• [RECORDS SUPPLIED]:
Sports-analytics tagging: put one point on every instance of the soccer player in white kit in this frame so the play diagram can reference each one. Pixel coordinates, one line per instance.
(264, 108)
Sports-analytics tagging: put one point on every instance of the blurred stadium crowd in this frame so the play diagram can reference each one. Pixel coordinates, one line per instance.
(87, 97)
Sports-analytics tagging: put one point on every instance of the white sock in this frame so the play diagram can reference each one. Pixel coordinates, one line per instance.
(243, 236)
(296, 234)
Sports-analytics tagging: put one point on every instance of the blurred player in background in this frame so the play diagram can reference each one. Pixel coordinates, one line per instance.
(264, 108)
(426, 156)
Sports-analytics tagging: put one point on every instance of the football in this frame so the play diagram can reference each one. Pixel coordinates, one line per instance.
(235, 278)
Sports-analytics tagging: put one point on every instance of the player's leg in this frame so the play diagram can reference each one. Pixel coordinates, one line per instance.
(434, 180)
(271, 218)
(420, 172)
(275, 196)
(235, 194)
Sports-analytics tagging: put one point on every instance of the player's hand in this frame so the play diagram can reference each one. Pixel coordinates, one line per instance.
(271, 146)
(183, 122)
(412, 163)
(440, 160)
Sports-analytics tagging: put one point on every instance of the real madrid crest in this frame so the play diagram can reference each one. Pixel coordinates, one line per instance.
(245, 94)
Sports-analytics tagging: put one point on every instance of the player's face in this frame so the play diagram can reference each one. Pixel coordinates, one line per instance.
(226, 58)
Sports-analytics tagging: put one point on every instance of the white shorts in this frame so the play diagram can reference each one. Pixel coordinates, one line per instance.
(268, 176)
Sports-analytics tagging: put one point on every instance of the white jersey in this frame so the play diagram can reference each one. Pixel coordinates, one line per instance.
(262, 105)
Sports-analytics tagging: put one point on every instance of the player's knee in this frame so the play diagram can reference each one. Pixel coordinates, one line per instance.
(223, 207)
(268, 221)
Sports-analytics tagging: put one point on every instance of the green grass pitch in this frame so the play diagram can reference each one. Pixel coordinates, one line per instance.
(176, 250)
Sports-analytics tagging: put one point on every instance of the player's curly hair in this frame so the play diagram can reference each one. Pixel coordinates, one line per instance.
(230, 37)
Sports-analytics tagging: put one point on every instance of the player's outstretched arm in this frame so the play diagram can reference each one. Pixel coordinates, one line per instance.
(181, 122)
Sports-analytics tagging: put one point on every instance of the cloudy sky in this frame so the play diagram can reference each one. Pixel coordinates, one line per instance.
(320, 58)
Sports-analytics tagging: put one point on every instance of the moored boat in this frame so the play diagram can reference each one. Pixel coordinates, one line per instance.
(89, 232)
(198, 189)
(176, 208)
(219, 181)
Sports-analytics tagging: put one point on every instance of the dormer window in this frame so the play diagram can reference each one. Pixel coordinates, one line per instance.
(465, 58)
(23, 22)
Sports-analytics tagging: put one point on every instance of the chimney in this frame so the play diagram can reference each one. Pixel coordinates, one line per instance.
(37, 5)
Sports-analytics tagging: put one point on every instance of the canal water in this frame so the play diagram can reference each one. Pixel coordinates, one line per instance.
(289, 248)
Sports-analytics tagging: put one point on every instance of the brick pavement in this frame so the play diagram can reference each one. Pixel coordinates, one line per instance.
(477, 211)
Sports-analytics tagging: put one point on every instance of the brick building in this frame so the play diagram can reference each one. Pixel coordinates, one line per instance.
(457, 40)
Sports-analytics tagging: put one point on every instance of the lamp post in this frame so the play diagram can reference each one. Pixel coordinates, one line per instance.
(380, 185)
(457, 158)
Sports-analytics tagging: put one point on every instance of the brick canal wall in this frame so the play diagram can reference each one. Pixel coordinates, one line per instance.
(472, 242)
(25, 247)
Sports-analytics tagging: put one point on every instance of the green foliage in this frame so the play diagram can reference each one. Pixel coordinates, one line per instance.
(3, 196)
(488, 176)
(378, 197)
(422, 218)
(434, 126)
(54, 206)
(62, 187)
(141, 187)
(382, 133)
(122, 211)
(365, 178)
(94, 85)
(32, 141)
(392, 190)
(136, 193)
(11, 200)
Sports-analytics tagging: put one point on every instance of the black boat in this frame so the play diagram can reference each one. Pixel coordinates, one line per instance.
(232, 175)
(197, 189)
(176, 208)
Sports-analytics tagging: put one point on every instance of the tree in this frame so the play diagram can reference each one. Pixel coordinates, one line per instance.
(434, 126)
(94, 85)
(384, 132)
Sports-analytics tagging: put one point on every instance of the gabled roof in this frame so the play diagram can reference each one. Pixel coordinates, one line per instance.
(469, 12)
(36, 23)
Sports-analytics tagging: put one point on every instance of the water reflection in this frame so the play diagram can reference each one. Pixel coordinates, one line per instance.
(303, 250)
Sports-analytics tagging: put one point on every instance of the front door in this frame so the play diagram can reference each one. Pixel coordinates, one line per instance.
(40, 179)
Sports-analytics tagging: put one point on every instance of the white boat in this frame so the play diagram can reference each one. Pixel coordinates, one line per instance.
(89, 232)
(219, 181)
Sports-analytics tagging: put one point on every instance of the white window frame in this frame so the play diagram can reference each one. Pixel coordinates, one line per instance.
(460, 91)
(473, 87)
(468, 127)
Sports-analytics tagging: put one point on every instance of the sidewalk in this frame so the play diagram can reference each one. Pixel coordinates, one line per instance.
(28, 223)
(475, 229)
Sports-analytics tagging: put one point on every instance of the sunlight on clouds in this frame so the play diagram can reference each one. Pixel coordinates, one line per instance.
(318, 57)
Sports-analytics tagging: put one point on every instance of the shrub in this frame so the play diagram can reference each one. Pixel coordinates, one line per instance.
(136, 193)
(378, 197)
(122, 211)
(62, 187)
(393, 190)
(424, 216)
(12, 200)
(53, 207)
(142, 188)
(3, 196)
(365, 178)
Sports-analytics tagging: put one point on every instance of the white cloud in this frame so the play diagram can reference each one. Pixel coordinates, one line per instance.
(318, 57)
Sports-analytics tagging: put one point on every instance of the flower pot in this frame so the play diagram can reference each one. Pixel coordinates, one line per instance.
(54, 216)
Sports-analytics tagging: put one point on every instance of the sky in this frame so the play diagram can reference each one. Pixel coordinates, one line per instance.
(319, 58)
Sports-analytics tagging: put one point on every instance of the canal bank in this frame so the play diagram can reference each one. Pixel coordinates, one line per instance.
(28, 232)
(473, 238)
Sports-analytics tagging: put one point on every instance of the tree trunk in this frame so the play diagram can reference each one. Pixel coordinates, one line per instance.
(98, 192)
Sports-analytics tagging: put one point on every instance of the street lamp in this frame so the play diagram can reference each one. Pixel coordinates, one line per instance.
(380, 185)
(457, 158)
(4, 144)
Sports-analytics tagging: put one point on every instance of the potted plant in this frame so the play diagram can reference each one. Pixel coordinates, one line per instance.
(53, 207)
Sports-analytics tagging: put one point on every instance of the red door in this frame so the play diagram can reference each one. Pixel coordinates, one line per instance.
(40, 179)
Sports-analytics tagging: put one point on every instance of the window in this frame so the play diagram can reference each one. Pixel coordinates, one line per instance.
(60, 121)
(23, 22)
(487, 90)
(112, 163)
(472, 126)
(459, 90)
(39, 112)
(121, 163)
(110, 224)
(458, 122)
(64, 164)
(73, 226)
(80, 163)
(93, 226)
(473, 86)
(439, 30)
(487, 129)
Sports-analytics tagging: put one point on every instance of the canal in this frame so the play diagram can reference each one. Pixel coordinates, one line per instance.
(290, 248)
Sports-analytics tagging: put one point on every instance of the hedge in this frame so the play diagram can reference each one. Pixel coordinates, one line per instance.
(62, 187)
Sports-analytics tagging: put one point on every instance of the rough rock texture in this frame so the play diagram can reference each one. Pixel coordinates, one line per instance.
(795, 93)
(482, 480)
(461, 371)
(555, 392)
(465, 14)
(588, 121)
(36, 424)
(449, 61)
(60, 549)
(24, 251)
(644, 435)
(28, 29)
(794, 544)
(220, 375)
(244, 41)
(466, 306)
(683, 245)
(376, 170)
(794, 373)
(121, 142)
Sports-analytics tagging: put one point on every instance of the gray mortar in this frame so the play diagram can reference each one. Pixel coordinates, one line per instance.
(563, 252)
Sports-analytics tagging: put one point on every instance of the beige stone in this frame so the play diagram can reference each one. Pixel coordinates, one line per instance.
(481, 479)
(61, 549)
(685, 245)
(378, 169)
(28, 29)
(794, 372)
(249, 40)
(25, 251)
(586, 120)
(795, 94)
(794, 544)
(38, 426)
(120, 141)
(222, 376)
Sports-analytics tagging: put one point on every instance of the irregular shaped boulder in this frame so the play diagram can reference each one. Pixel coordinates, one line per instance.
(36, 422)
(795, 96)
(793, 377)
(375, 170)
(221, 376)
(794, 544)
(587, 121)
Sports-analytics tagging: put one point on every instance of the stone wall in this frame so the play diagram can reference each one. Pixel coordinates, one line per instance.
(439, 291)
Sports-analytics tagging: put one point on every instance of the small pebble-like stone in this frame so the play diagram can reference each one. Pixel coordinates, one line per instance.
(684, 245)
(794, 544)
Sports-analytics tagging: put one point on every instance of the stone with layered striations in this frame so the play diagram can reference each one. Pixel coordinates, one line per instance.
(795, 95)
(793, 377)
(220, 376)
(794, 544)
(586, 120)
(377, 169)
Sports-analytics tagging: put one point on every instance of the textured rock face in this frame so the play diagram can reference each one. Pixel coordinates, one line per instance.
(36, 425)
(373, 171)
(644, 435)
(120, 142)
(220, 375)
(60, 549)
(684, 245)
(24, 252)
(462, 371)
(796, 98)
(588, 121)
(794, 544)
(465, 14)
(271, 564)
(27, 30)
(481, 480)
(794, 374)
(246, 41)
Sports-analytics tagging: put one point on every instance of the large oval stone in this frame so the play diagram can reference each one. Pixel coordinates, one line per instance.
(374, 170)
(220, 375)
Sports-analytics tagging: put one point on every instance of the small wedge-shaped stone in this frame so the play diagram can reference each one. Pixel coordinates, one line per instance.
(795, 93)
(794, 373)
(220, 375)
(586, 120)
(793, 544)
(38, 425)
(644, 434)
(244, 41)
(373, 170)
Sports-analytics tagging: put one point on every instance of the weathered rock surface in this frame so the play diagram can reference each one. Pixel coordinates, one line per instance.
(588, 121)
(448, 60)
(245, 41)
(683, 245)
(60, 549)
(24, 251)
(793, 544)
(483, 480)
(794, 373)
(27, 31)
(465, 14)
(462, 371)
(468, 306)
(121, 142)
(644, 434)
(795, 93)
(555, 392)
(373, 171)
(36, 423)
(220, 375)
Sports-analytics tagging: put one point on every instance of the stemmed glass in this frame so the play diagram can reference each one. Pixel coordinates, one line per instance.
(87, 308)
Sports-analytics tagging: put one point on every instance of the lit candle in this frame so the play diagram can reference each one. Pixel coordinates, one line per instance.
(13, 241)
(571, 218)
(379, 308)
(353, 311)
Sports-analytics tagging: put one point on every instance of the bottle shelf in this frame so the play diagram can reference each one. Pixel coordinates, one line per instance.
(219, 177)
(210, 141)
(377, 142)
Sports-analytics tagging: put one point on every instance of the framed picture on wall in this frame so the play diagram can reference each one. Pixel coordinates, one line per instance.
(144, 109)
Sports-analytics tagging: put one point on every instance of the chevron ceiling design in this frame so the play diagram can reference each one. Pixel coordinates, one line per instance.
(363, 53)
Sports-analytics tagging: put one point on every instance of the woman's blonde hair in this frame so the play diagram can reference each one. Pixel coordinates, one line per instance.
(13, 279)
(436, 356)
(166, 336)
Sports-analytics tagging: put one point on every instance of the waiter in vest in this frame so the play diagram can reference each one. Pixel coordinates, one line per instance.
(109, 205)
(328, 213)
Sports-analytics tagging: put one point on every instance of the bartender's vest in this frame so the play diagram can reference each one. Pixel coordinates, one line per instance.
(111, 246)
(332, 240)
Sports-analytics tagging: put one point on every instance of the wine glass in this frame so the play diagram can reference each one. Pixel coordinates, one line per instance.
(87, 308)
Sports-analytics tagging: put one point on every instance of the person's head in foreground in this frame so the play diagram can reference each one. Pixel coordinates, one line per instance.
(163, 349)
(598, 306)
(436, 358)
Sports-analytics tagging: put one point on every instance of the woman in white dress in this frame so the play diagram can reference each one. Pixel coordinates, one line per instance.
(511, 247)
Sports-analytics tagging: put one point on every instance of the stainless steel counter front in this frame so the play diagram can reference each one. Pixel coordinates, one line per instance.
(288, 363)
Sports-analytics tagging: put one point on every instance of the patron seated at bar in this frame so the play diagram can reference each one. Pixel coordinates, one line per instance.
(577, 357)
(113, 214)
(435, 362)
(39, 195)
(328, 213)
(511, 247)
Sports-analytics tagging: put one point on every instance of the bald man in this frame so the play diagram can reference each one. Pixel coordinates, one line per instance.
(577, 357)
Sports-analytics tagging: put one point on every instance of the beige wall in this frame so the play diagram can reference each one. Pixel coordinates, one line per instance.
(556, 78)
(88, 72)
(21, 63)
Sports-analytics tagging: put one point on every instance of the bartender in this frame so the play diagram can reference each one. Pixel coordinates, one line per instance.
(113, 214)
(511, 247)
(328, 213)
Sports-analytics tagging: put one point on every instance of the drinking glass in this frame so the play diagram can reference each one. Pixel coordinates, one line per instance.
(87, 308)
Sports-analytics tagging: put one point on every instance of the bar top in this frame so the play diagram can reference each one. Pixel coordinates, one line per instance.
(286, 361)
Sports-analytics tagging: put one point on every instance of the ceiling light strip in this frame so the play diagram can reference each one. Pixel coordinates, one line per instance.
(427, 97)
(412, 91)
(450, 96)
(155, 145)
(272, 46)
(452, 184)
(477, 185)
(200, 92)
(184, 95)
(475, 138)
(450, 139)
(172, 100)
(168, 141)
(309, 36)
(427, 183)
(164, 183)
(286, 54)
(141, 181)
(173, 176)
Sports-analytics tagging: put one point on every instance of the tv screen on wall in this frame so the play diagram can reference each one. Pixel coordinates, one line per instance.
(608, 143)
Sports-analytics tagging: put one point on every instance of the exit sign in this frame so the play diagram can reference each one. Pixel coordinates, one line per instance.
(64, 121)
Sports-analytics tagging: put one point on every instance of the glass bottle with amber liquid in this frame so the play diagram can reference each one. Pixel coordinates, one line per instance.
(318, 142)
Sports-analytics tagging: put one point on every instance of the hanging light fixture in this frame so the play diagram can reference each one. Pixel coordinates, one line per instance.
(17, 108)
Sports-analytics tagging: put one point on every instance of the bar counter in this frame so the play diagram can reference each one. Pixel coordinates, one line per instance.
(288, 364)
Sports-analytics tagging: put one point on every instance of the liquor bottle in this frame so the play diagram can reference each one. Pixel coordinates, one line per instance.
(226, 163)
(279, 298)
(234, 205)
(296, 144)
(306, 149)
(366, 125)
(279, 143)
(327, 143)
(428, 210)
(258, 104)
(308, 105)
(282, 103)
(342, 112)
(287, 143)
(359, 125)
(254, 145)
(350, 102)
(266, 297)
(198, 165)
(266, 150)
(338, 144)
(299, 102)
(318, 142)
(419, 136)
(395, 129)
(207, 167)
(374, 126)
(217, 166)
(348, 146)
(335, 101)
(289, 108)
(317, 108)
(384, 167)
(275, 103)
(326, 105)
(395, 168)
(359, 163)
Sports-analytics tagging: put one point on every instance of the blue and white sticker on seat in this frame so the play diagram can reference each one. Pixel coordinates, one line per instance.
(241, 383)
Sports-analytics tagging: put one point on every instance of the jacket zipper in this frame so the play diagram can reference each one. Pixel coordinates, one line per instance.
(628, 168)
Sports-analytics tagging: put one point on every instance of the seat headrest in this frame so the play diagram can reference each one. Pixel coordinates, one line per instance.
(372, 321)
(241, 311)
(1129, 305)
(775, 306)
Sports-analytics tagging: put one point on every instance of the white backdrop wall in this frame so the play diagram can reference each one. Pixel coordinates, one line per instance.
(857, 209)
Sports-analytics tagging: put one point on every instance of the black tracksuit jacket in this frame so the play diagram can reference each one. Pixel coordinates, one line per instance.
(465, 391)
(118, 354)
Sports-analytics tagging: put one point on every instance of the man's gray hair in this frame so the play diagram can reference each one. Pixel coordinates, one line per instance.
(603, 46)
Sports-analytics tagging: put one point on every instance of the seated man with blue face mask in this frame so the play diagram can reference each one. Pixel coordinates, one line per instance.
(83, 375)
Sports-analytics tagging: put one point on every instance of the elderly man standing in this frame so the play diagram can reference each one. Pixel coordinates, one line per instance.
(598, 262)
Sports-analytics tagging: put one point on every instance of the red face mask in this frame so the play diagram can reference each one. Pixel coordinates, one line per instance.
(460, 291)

• [PROBLEM STATEMENT]:
At the line with "of the jacket", start returning lines exactly, and stop after the final line of the listing.

• [ANSWER BOX]:
Sports-analytics tagging: put one point on every instance of the jacket zipper in this frame so the play diagram can reference each one. Pixel coordinates, one line per instance.
(628, 168)
Sports-analytics tagging: put one point on every instance of the seat headrest in this frame so the play diagram can reference each one. Pixel coordinates, one line per instance.
(372, 321)
(241, 311)
(1129, 305)
(775, 306)
Sports-analytics tagging: put one point on every instance of the white backdrop wall in this frame so the play diagram can reference each one. Pixel coordinates, one line per instance.
(857, 209)
Sports-analytics tagging: put one point on every instance of the black tracksuit jacket in this frame so the play diagram can reference each one. Pixel coordinates, one line per instance.
(465, 391)
(118, 354)
Sports-analytics tagging: put one point on every instance of the man's gray hair in this frame so the play diagram can reference each one. Pixel coordinates, one line per instance.
(603, 46)
Sports-analytics tagging: put one point on every instance of the seated man with blue face mask in this frame so the play diagram can reference each one. Pixel coordinates, one line per instance.
(83, 375)
Sports-analytics tagging: put one point on every instance of the elderly man standing in this frame so the play diagram can reference each one. Pixel coordinates, one line per instance.
(598, 262)
Sports-analytics tagging: put one point on every instance of the red face mask in this frame so the play diagram can reference each one. Pixel coordinates, one line per instance.
(460, 291)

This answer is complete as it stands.